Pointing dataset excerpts
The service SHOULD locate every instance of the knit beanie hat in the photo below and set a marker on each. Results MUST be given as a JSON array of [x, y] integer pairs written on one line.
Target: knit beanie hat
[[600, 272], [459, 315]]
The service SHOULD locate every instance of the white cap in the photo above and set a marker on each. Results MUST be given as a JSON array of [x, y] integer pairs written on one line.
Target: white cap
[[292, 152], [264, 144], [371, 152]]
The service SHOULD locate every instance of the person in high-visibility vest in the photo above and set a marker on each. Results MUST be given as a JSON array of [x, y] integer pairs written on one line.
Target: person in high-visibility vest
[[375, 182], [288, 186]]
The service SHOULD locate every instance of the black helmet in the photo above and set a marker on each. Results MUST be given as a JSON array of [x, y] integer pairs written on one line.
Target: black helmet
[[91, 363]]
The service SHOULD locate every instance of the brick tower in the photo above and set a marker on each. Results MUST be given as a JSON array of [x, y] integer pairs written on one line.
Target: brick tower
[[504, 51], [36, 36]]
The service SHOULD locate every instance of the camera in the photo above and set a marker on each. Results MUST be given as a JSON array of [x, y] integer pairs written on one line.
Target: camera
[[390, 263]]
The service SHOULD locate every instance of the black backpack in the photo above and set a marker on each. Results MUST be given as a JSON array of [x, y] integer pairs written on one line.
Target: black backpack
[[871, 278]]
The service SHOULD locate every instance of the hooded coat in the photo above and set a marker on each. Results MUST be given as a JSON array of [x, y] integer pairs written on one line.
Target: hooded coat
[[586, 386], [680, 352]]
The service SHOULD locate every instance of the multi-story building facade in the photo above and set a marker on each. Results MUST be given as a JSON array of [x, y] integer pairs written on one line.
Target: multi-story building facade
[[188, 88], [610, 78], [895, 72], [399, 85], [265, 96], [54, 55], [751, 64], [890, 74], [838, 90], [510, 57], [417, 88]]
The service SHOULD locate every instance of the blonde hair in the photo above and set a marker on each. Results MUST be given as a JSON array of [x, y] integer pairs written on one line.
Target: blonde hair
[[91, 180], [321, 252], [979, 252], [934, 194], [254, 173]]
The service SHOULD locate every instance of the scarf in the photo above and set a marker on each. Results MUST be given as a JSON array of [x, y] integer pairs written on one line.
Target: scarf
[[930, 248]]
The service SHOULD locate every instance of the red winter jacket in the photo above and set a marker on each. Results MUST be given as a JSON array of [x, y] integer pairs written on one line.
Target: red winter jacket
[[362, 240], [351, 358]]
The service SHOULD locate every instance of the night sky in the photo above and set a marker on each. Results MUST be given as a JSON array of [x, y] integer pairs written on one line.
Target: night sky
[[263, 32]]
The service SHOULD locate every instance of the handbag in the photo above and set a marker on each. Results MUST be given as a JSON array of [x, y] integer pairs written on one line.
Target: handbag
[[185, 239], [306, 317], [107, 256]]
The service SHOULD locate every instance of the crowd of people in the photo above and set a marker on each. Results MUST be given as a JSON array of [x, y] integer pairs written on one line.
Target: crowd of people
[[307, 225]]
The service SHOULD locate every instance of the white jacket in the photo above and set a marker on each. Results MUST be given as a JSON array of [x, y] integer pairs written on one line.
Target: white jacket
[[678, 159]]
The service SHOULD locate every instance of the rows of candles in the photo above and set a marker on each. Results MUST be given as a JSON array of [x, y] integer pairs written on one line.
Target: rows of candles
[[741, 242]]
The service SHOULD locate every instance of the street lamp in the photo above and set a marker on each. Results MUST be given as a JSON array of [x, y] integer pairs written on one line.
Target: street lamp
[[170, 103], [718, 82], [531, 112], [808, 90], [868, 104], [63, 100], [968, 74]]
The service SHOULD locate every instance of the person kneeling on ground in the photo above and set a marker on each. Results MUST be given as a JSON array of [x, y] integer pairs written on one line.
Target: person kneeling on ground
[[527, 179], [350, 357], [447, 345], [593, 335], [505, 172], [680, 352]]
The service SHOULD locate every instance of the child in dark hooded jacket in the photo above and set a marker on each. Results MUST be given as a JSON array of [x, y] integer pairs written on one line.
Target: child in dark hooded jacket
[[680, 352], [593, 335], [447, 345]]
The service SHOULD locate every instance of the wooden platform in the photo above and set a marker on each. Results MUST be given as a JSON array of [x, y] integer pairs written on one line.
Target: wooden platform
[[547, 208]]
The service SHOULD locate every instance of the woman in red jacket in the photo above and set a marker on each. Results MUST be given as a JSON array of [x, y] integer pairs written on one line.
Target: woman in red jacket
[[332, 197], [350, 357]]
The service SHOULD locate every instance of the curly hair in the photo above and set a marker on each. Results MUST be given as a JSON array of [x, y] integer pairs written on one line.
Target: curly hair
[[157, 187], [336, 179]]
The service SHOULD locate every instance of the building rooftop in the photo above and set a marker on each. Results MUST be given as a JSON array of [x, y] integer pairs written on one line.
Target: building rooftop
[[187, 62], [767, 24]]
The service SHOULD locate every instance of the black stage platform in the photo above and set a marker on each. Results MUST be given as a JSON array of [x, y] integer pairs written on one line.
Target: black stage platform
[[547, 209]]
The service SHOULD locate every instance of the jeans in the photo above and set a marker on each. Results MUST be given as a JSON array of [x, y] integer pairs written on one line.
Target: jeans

**WHAT YOU ARE ASKED TO DO**: Extract each entry in full and write it down exactly.

**RIGHT ANSWER**:
The service SHOULD locate every instance of the knit beanie hat in the photo below and set a marker on each. Results MUST be given as a JSON array of [x, y] integer pairs written on one line.
Target: knit beanie hat
[[600, 272], [459, 315]]
The service SHOULD locate every instance of the white cap in the photo above and set a marker on each. Results MUST be given as a JSON array of [x, y] integer pairs written on one line.
Target: white cap
[[292, 152], [264, 144], [371, 152]]
The service SHOULD locate every instance of the person in high-visibility vest in the photo above and set a marker on each. Results MUST be given as a JSON array of [x, y] integer pairs written on one line.
Target: person in high-visibility vest
[[375, 182], [288, 186]]
The service SHOULD locate every instance of the black helmet in the photo above and set a marker on each. Results MUST be given as a JSON array of [x, y] integer pairs written on one line.
Target: black helmet
[[91, 363]]
The service SHOULD locate every instance of the brick tower in the photo above and set a marker on each. Results MUST be given as a JSON array of [x, y] integer pairs written on one line.
Target: brick tower
[[504, 51], [36, 36]]
The service SHOULD locate every instance of the camera in the photo above and set a marker on each. Results MUST be given as a JSON array of [x, y] integer pairs written on one line.
Target: camera
[[390, 263]]
The service SHOULD locate every instance of the black backpack in the photo above and set a marker on each. Results MUST be given as a JSON array of [x, y] integer pairs written on one line.
Target: black backpack
[[871, 278]]
The service SHOULD locate every instance of the hooded coat in the photo above and set a marker on each. Results MUST be given as a JSON array of [x, y] integer pairs written on one line.
Target: hooded coat
[[586, 386], [680, 352]]
The service SHOULD locate every instance of the multi-story building facade in the photo above and set a marker on each. Results MUST be given as a JSON array of [x, y] integer pairs written on one line.
Target: multi-story building facade
[[188, 88], [610, 78], [895, 72], [399, 85], [265, 96], [54, 55], [751, 64], [890, 74], [838, 90], [510, 57], [417, 88]]
The service SHOULD locate every instance of the blonde hair in the photo above and set a marker on each. Results MUST be given as a JSON array of [x, y] integer pairs written on one line.
Target: blonde hair
[[91, 180], [321, 252], [979, 252], [934, 194], [254, 173]]
The service SHOULD locate every instance of the scarf in the photo above and set a marker on each. Results MUST be given as a JSON array of [x, y] integer pairs written on one line.
Target: scarf
[[930, 248]]
The service SHOULD locate every instance of the red winter jacket in the photo above and set a marker on each. Results MUST be given as a JSON array of [x, y] integer pairs written on one line.
Target: red winter jacket
[[362, 240], [351, 358]]
The service SHOULD locate every instance of the night sky in the photo above and set a marker on each. Results MUST be given as a JSON array of [x, y] integer pairs written on one line.
Target: night sky
[[263, 32]]
The service SHOULD locate every instance of the handbag in the photo above and set a marker on each. Results MUST be given as a JSON array of [x, y] integer pairs written on one line.
Target: handbag
[[185, 239], [306, 317], [107, 256]]
The service SHOULD locate every instance of the crowd of people in the photo above and set a marker on each. Results MUST be given as a JSON array of [x, y] integer pairs written on one line.
Target: crowd of people
[[307, 225]]
The service SHOULD locate every instance of the white jacket in the photo above and set a marker on each. Results MUST be given as a JSON array of [x, y] integer pairs written on one line.
Target: white jacket
[[678, 159]]
The service SHOULD locate every instance of the rows of candles in the photo above and set a marker on each. Results MUST be given as a JSON array of [x, y] integer pairs written on one line.
Target: rows of candles
[[741, 242]]
The service SHOULD locate every instance of the street lamp in the photo above and set a marker on each. Results MUST be given as a JSON array of [x, y] integer pairs written on one line.
Target: street lamp
[[170, 103], [718, 82], [531, 112], [808, 90], [868, 104], [63, 100], [968, 74]]
The service SHOULD locate every instance of the person kneeling on ground in the photo above and set a marker on each. Results MUST be given as a JSON array of [x, y] integer pairs written on one line.
Target: person kneeling on ground
[[527, 179], [350, 357], [447, 345], [593, 335], [505, 172], [680, 352]]
The service SHOULD locate every instance of the child in dark hooded jacket in the photo above and set a marker on each. Results MUST be given as a JSON array of [x, y] integer pairs written on one line.
Target: child in dark hooded jacket
[[680, 352], [593, 335], [447, 345]]
The service SHOULD locate every instance of the wooden platform in the photo above and set a marker on each. Results MUST be given as a JSON array of [x, y] integer pairs written on one line.
Target: wooden platform
[[547, 208]]
The service SHOULD locate every instance of the woman in red jacket in the photo above and set a marker on each. Results MUST be given as a JSON array of [x, y] integer pairs written on one line.
Target: woman in red jacket
[[332, 197], [350, 357]]
The service SHOULD locate every instance of the curly hair in the photo above and set a marker on each. Results MUST be given as a JSON array of [x, y] integer pairs written on one line.
Target: curly hair
[[157, 187], [336, 179]]
The service SHOULD locate every instance of the building rooftop in the photo above and set a marker on each. Results MUST be given as a JSON array of [x, y] integer pairs written on one line.
Target: building rooftop
[[187, 62], [767, 24]]
The service SHOULD locate every instance of the black stage platform in the photo above and set a marker on each. Results MUST be given as a JSON array of [x, y] integer pairs written on one line.
Target: black stage platform
[[547, 209]]
The service SHOULD locate every instance of the jeans in the photo above and set a marker on each. Results MUST be given as a JSON array of [x, y] integer pairs written on one line.
Target: jeans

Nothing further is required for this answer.